__Work order 1__
In the passage on the Meeker County Grand Army of the Republic hall, what was the organization's motto?
__Work order 2__
Resume the passage on the Meeker County Grand Army of the Republic hall, writing on from the sentence about Daggett's death.

__Given passage__
::::::::

The Meeker County Historical Society Museum building was added to the rear of it in 1960, but the Hall was left exactly as it was when the “Boys of ‘61”, as they called themselves, met there seventy-five years earlier in 1885.
After the Civil War, twenty-seven veterans from Minnesota’s Meeker County founded a chapter of the Grand Army of the Republic, a service organization begun in Illinois in 1866 by Dr. B. F. Stephenson. Meeker County’s original organization was called the Edward Branham Post. The membership was limited to honorably discharged veterans of the Union Army, Navy, Marine Corps and the Revenue Cutter Service who had served between April 12, 1861 and April 9, 1865. With a motto of "Fraternity, Charity and Loyalty", the organization’s purpose was to maintain fellowship for the men who fought to preserve the Union and to help handicapped veterans and the widows and orphans of veterans.
A new Post was started in July 1883. It was named after Lt. Frank E. Daggett, the Post’s ranking member and later a Grand Commander of the Minnesota GAR. He had been actively associated with abolitionist John Brown and the commander of two all-black heavy artillery regiments during the Civil War. Daggett, who was only five feet six inches in height and weighed nearly two hundred and fifty pounds, came to Meeker County in 1872 and was the editor of the Litchfield Ledger, one of the earliest newspapers in the county. He died at the age of thirty-nine in 1876.

::::::::

__Dataset entries__

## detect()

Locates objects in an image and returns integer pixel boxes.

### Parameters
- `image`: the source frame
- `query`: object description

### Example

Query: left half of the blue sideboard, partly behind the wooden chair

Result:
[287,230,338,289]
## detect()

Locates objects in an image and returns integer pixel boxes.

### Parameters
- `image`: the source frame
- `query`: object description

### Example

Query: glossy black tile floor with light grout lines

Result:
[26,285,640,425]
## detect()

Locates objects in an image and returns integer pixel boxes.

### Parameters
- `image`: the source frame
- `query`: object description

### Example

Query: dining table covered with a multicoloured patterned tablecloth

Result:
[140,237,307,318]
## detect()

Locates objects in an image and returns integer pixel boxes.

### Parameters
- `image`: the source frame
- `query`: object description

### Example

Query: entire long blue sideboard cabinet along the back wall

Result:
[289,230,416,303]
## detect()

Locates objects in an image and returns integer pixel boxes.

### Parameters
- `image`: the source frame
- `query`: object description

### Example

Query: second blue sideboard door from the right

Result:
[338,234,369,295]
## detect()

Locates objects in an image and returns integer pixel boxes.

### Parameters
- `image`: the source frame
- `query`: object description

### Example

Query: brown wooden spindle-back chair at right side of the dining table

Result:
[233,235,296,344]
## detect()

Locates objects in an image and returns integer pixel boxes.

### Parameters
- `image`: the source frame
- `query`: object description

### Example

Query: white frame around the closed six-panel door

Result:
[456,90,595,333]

::::::::

__Answer space 1__
"Fraternity, Charity and Loyalty"

__Answer space 2__
The Post met in the old county courthouse, which was next to the Howard House hotel on Sibley Avenue. Sadly, the hotel has since been torn down. A meeting hall was needed to accommodate the local membership, which had grown to one hundred and forty veterans. A suitable lot by Central Park was bought from Reuben S. Hershey. Henry Ames, a post member and owner of a brickyard northeast of Litchfield, donated the bricks to build the hall. Construction began in early 1885. The total cost was $5000. The hall was finished in the late fall and was dedicated on November 14, 1885. Shortly after the dedication, the members deeded the Memorial Hall, as they called it, to the Village of Litchfield with the condition that it be kept “as is” as a memorial to the Veterans of the Civil War and be opened to the public for reading. It became the first public library in Meeker County.